**Record extracts**
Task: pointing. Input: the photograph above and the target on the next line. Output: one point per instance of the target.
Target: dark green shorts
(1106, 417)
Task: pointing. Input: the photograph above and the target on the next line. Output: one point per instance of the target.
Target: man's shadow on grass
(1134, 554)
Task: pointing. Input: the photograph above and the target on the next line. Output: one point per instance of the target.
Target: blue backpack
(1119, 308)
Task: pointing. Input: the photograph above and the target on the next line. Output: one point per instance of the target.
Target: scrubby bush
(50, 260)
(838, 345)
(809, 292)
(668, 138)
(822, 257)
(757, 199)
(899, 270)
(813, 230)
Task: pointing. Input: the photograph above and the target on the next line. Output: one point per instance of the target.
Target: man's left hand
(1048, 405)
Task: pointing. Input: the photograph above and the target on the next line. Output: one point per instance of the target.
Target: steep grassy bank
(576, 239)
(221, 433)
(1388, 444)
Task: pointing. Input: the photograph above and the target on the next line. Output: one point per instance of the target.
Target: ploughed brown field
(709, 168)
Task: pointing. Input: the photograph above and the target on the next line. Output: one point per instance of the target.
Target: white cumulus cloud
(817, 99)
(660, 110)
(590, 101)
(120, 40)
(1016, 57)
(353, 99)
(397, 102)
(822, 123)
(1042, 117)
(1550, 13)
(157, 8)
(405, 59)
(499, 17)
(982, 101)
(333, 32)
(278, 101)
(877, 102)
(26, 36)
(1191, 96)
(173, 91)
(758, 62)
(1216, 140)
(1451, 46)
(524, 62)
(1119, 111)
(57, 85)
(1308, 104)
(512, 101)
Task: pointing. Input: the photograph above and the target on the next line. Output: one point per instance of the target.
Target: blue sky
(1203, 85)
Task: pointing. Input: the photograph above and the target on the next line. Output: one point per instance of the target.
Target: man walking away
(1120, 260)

**Set exercise**
Retype the whole listing, matching it exactly.

**Full response**
Task: pointing. Input: the photograph above and the target on the next line. Output: one point per instance of the target.
Target: dark green shorts
(1106, 417)
Task: pointing. Input: the photograph above and the target on the next line. Output: one point per instance of the target.
Target: man's shadow on grass
(1134, 554)
Task: pointing. Input: the photograph above and the target on the next line. Output: one point per instance of the target.
Target: blue backpack
(1119, 308)
Task: pointing. Input: the photograph above and the target on the next line. Output: one point per instance of the target.
Target: scrubby bush
(50, 260)
(838, 345)
(809, 292)
(668, 138)
(822, 257)
(757, 199)
(899, 270)
(813, 230)
Task: pointing. Input: the photograph above and the target on the next line. Output: one point per instance of the target.
Target: man's left hand
(1048, 405)
Task: pointing. Input: the photograph above and the target on the next line. Output: one point per instance of the target.
Target: steep grassy bank
(576, 239)
(221, 433)
(1388, 444)
Task: pointing. Input: the photograph above and the target on the next line. Output: one point per instance of the target.
Target: ploughed brown field
(709, 168)
Task: pointing. Input: the photograph above and the target on the next line. Output: one point per instance of the target.
Target: white cumulus cloud
(817, 99)
(660, 110)
(590, 101)
(120, 40)
(1016, 57)
(353, 99)
(397, 102)
(822, 123)
(1042, 117)
(1550, 13)
(157, 8)
(405, 59)
(499, 17)
(982, 101)
(333, 32)
(278, 101)
(877, 102)
(26, 36)
(1191, 96)
(173, 91)
(758, 62)
(1216, 140)
(1451, 46)
(524, 62)
(1119, 111)
(57, 85)
(1308, 104)
(512, 101)
Task: pointing. Input: the photograph above and the target on the next line. Output: one point per instance of the target.
Target: blue sky
(1203, 85)
Task: pointing. Input: the photograph above and the target on the next line. Output: one point per instance of the target.
Target: man walking away
(1120, 260)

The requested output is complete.